◆ **ACTIVITY**:
Transcribe exactly, and without pictures, only the lines from the one bearing "Task: point out each instance of the airplane" through the final line of the data below.

[Region pointing data]

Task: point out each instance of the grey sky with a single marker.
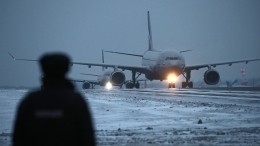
(217, 30)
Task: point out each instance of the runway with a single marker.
(161, 116)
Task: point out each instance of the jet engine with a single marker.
(129, 85)
(211, 77)
(117, 78)
(86, 85)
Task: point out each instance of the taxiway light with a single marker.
(172, 78)
(108, 86)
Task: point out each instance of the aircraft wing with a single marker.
(140, 69)
(91, 82)
(196, 67)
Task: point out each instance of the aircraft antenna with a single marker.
(150, 33)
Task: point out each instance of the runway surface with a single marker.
(161, 116)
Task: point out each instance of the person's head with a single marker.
(54, 65)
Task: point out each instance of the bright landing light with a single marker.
(108, 86)
(172, 78)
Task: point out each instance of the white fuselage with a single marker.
(163, 63)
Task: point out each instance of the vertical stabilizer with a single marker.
(150, 40)
(103, 60)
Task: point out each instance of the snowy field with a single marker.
(161, 116)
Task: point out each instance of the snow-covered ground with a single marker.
(161, 116)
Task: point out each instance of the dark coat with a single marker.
(57, 115)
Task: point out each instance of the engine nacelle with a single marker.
(211, 77)
(129, 85)
(86, 85)
(117, 78)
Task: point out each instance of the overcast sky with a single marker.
(216, 31)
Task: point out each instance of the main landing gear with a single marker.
(135, 83)
(187, 83)
(171, 85)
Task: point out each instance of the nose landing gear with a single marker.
(187, 83)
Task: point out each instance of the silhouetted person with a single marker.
(56, 115)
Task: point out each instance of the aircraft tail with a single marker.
(103, 60)
(150, 40)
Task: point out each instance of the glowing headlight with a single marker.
(172, 78)
(108, 86)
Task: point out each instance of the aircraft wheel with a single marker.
(190, 84)
(171, 85)
(183, 84)
(187, 85)
(137, 85)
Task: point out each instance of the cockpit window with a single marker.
(172, 58)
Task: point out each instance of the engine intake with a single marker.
(117, 78)
(86, 85)
(211, 77)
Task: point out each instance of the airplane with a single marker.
(161, 65)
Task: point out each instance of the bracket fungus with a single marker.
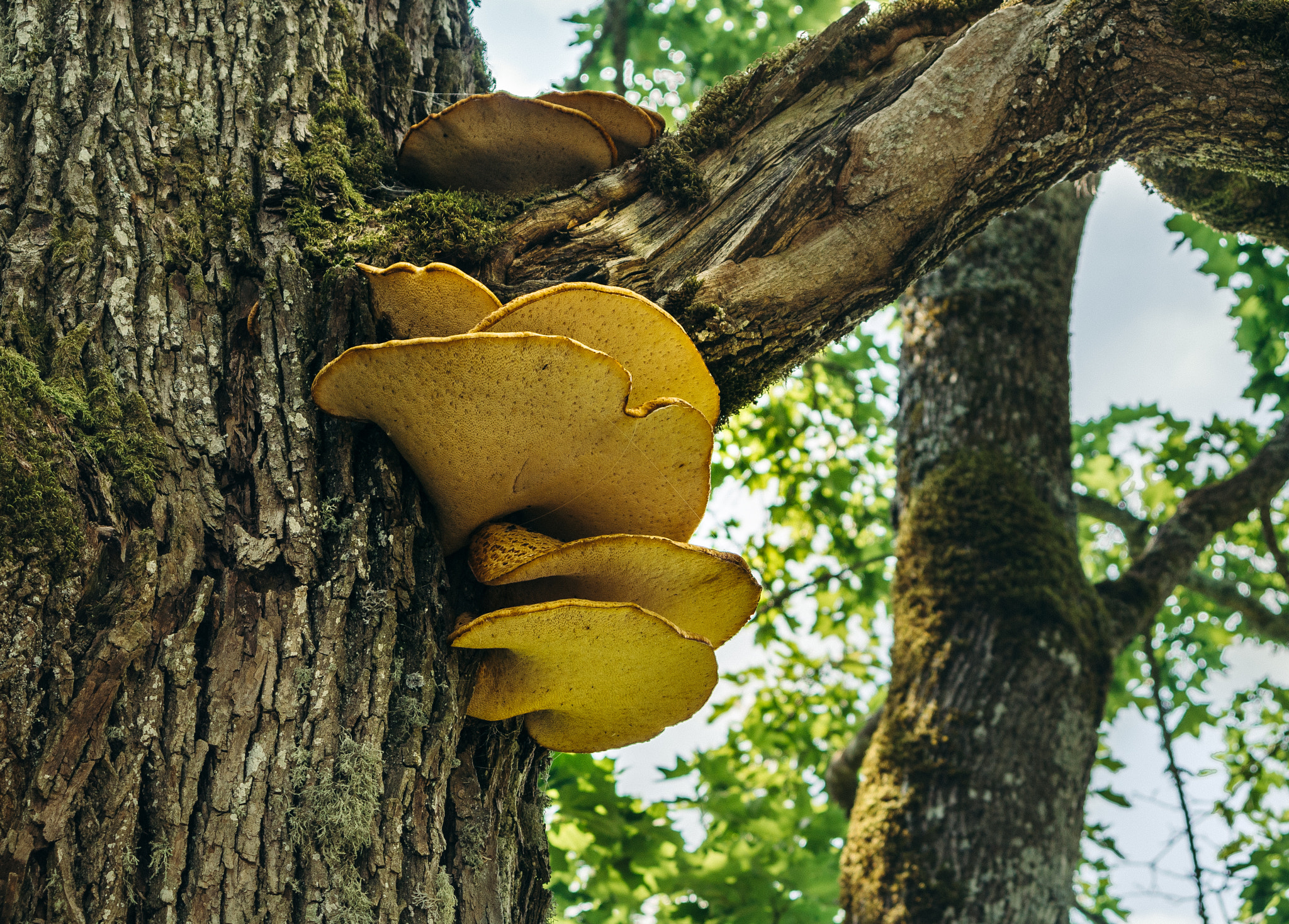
(701, 590)
(651, 346)
(629, 125)
(495, 142)
(587, 675)
(585, 413)
(530, 427)
(432, 301)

◆ **THE ANSWER**:
Task: point out each instance of the airplane with a single marker.
(161, 65)
Task: point out each instance of the bracket fungus with a single marker.
(701, 590)
(651, 346)
(629, 125)
(495, 142)
(587, 675)
(585, 413)
(530, 427)
(432, 301)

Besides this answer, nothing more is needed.